# Exercise description
Exact copy, no pictures: return all the data below as written.

═════ Records provided ═════

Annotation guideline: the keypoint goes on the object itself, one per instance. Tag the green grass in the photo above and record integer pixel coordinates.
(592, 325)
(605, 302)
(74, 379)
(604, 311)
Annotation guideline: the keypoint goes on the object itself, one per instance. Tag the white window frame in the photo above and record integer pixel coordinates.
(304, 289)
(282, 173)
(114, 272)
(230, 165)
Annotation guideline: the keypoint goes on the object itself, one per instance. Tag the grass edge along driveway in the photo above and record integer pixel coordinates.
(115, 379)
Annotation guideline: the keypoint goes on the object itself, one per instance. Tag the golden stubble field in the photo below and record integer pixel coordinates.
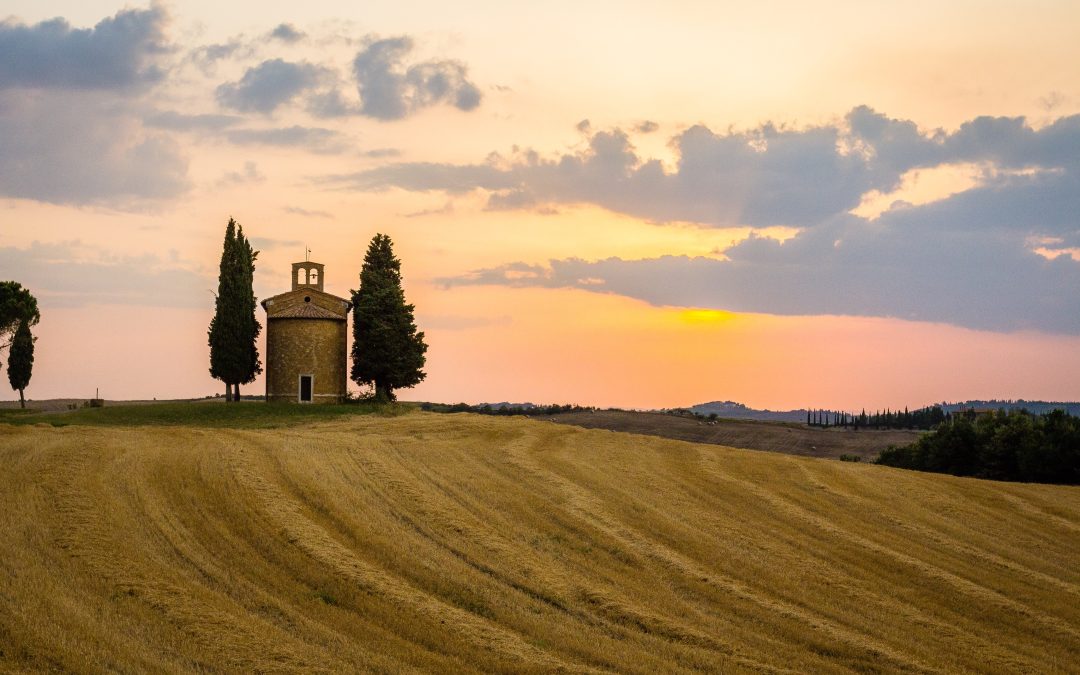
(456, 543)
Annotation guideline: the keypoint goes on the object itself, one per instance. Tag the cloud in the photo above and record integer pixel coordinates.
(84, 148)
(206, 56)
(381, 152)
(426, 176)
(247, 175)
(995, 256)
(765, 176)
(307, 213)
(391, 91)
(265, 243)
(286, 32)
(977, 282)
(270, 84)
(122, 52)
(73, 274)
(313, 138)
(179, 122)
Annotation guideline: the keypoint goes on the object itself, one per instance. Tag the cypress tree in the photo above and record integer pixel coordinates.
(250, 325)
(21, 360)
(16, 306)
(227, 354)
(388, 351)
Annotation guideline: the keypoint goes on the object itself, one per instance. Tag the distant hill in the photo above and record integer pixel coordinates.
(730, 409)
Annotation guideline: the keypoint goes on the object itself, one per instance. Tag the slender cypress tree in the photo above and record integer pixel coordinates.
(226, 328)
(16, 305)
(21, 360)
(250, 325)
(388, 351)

═════

# Exercise solution
Annotation guideline: the keypoint goes on the object itself, one per instance. Tag the green grass in the photo above and record integer pixel coordinates.
(592, 325)
(605, 302)
(74, 379)
(604, 311)
Annotation guideline: the keypoint goes on the object itself, one per instance. Tag the white window frame in the photo above and record integer pixel coordinates.
(304, 289)
(282, 173)
(114, 272)
(230, 165)
Annotation guideline: the keypoint goes on the object itself, one per instance. Tag the grass edge along driveway in the photo above and record integer pixel coordinates.
(115, 379)
Annotation guideline: the keypoint goes on the object itself, one per instance. Tag the golden stubble field in the photo below and record integer pixel coordinates.
(456, 543)
Annotation guideline: the keypoint goes on the object itself, one per instance. Tag the cloud in the photo above and record integer pixel coordinates.
(84, 148)
(206, 56)
(381, 152)
(426, 176)
(247, 175)
(995, 256)
(765, 176)
(307, 213)
(391, 91)
(265, 243)
(286, 32)
(977, 282)
(270, 84)
(122, 52)
(73, 274)
(313, 138)
(179, 122)
Annotation guideline: the keypoint goes on the object itself, one per instance. Tag the cypress tree in the photo above and record integer pixel coordinates.
(250, 325)
(21, 360)
(16, 306)
(227, 354)
(388, 351)
Annotation guideline: the keypoint goes on the object itself, one per instance. Tag the distant hill in the photo above and record integer pixel coordinates.
(730, 409)
Annotation guideline: the keypoint goes on the object itself, one per instance. Tag the slender cypress tree in the photo above and record integer pixel coordinates.
(226, 328)
(16, 305)
(21, 360)
(250, 325)
(388, 351)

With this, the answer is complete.